--- BEGIN Supplied material ---
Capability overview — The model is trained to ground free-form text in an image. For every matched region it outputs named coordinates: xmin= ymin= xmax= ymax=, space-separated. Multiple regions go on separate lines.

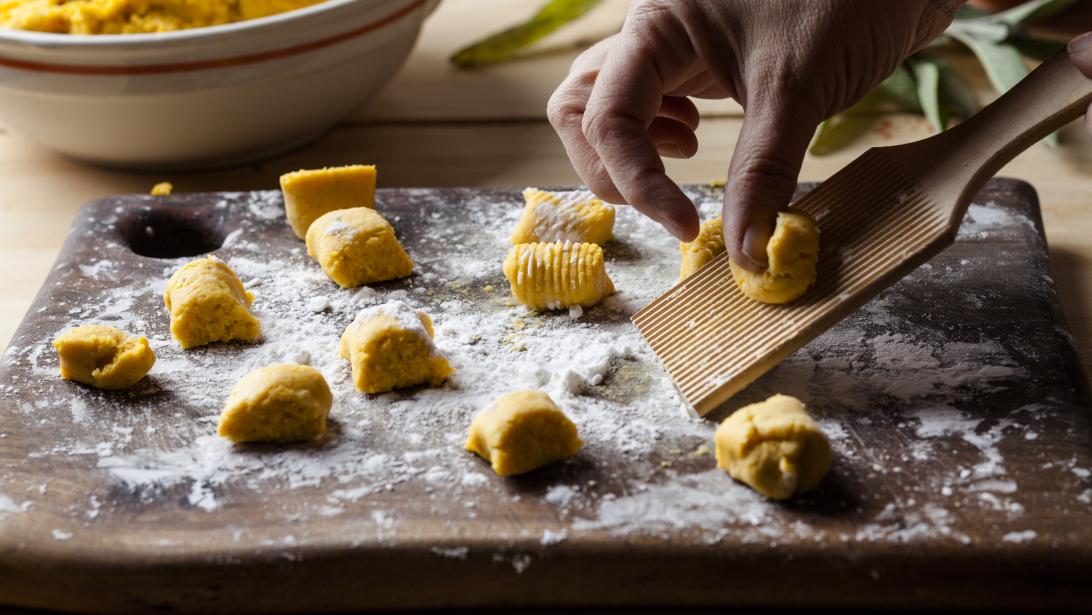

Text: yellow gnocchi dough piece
--- END Supplied material ---
--- BEGIN Supplied material ---
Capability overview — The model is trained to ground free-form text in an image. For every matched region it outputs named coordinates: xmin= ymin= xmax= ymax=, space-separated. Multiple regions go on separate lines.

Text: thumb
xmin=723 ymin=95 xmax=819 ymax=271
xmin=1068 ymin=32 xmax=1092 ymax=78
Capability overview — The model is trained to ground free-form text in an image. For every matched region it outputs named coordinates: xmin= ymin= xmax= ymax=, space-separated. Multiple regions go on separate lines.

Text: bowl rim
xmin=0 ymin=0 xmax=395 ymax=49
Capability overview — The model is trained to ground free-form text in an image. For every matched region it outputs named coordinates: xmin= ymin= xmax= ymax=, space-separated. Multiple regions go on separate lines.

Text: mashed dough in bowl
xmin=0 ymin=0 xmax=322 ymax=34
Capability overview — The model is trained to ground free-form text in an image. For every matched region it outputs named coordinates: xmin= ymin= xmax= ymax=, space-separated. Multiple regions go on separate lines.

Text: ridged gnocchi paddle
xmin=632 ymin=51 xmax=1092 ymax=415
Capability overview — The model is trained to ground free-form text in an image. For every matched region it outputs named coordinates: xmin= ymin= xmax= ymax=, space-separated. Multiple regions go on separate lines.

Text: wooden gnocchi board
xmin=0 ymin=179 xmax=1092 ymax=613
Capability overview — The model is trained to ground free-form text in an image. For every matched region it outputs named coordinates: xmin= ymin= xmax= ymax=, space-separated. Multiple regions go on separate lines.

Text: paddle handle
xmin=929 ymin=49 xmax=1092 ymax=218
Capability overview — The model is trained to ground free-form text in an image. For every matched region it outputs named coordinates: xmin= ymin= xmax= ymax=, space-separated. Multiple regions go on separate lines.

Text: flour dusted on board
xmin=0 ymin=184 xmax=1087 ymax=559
--- END Supplied material ---
Your objective ▸
Locate each line in the material above that contains the string "paddle" and copy those lines in full. Treat uppercase and lowercase as distinct.

Response to the exercise ▸
Text: ridged gnocchi paddle
Text: paddle handle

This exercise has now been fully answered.